◆ **STATED TASK**
Render the material below as a JSON list of strings, one string per line, skipping blank lines and leaving the pictures out.

◆ **DATA EXTRACT**
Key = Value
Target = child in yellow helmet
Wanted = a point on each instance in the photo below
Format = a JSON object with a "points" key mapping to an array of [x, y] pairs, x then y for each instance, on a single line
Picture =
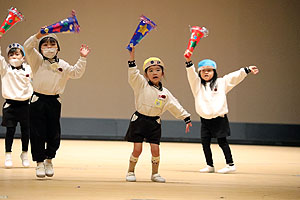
{"points": [[151, 101]]}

◆ **FULL ANSWER**
[
  "Key = Value",
  "Target = child in yellow helmet",
  "Wanted = a point on each instance in the photo below",
  "Format = a JSON object with a \"points\" key mapping to an array of [x, y] pairs, x then y for each instance, on a single line",
  "Picture =",
  "{\"points\": [[151, 101]]}"
]